→ **The task**
Return the records that follow, unchanged and complete.

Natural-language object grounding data
Start of Block

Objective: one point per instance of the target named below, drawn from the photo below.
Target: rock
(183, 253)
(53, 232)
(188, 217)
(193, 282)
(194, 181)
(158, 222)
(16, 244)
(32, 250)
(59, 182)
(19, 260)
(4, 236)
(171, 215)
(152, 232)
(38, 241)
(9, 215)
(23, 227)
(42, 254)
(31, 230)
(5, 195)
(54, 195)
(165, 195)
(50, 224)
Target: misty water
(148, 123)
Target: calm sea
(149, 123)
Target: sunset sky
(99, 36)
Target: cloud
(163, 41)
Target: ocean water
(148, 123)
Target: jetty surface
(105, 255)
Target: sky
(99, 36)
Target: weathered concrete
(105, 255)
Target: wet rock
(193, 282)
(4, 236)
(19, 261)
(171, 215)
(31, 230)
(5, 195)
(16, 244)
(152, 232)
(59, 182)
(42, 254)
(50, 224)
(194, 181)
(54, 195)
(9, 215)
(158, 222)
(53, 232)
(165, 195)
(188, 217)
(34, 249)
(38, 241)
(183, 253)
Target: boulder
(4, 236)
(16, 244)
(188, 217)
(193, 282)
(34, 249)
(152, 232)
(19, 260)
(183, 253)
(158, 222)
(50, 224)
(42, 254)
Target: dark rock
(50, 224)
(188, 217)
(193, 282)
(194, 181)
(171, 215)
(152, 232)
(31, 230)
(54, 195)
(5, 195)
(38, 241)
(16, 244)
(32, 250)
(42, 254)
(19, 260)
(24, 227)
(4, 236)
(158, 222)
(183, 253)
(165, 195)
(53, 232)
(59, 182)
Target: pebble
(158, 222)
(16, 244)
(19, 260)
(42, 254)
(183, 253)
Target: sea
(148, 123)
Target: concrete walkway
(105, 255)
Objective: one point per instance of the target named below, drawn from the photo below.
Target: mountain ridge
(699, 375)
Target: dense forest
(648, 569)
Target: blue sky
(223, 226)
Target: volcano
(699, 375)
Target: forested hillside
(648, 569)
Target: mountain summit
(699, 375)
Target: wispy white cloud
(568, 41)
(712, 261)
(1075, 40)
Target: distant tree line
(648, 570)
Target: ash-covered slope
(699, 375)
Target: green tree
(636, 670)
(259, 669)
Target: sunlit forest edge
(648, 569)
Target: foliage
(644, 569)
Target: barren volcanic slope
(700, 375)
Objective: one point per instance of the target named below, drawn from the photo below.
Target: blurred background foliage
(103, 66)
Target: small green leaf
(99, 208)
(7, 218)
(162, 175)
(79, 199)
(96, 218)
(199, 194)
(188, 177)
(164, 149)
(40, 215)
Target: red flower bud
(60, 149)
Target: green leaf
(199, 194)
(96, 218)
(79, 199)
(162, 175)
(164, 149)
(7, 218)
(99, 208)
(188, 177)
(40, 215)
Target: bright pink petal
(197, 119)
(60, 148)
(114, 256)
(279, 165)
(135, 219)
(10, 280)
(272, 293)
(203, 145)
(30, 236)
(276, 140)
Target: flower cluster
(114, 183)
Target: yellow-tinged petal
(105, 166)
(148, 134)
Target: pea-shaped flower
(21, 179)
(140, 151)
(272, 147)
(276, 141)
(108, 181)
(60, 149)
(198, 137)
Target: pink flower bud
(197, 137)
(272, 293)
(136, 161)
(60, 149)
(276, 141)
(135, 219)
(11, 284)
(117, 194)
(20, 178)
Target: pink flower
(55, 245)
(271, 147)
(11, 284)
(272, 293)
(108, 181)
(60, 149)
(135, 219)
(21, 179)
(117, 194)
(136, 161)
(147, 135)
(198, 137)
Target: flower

End of Block

→ **Task output**
Objective: one point per instance of the target named below, drawn from the photo below.
Target: rock
(183, 253)
(53, 232)
(188, 217)
(193, 282)
(194, 181)
(158, 222)
(16, 244)
(32, 250)
(59, 182)
(19, 260)
(4, 236)
(171, 215)
(152, 232)
(38, 241)
(9, 215)
(23, 227)
(42, 254)
(31, 230)
(5, 195)
(54, 195)
(165, 195)
(50, 224)
Target: misty water
(148, 123)
Target: calm sea
(149, 123)
Target: sunset sky
(99, 36)
Target: cloud
(163, 41)
Target: ocean water
(148, 123)
Target: jetty surface
(105, 255)
Target: sky
(99, 36)
Target: weathered concrete
(105, 255)
Target: wet rock
(193, 282)
(4, 236)
(19, 261)
(171, 215)
(31, 230)
(5, 195)
(16, 244)
(152, 232)
(59, 182)
(42, 254)
(50, 224)
(194, 181)
(54, 195)
(9, 215)
(158, 222)
(53, 232)
(165, 195)
(188, 217)
(34, 249)
(38, 241)
(183, 253)
Target: boulder
(4, 236)
(16, 244)
(188, 217)
(193, 282)
(34, 249)
(152, 232)
(19, 260)
(183, 253)
(158, 222)
(50, 224)
(42, 254)
Target: dark rock
(50, 224)
(188, 217)
(193, 282)
(194, 181)
(171, 215)
(152, 232)
(31, 230)
(54, 195)
(5, 195)
(38, 241)
(16, 244)
(32, 250)
(42, 254)
(19, 260)
(24, 227)
(4, 236)
(158, 222)
(183, 253)
(165, 195)
(53, 232)
(59, 182)
Target: pebble
(158, 222)
(16, 244)
(19, 260)
(42, 254)
(183, 253)
Target: sea
(148, 123)
Target: concrete walkway
(105, 255)
Objective: one point per instance of the target named below, drawn from the photo below.
Target: mountain ridge
(699, 375)
Target: dense forest
(648, 569)
Target: blue sky
(223, 226)
Target: volcano
(699, 375)
Target: forested hillside
(648, 569)
Target: mountain summit
(699, 375)
Target: wispy white cloud
(568, 41)
(712, 261)
(1075, 40)
Target: distant tree line
(648, 570)
Target: ash-covered slope
(699, 375)
Target: green tree
(636, 670)
(259, 669)
Target: sunlit forest edge
(648, 569)
Target: foliage
(644, 569)
Target: barren volcanic slope
(700, 375)
Objective: one point per instance of the target named below, drawn from the photo below.
Target: blurred background foliage
(103, 66)
Target: small green leaf
(99, 208)
(7, 218)
(162, 175)
(79, 199)
(96, 218)
(199, 194)
(188, 177)
(164, 149)
(40, 215)
Target: red flower bud
(60, 149)
Target: green leaf
(199, 194)
(96, 218)
(79, 199)
(162, 175)
(164, 149)
(7, 218)
(99, 208)
(188, 177)
(40, 215)
Target: bright pink petal
(197, 119)
(60, 148)
(114, 256)
(279, 165)
(135, 219)
(10, 280)
(272, 293)
(203, 145)
(30, 236)
(276, 140)
Target: flower cluster
(114, 183)
Target: yellow-tinged petal
(105, 166)
(148, 134)
Target: pea-shaped flower
(21, 179)
(140, 151)
(272, 147)
(276, 141)
(108, 181)
(60, 149)
(198, 137)
Target: pink flower bud
(197, 137)
(272, 293)
(136, 161)
(60, 149)
(276, 141)
(135, 219)
(11, 284)
(117, 194)
(20, 178)
Target: pink flower
(55, 245)
(271, 147)
(11, 284)
(272, 293)
(108, 181)
(60, 149)
(135, 219)
(21, 179)
(117, 194)
(136, 161)
(147, 135)
(198, 137)
Target: flower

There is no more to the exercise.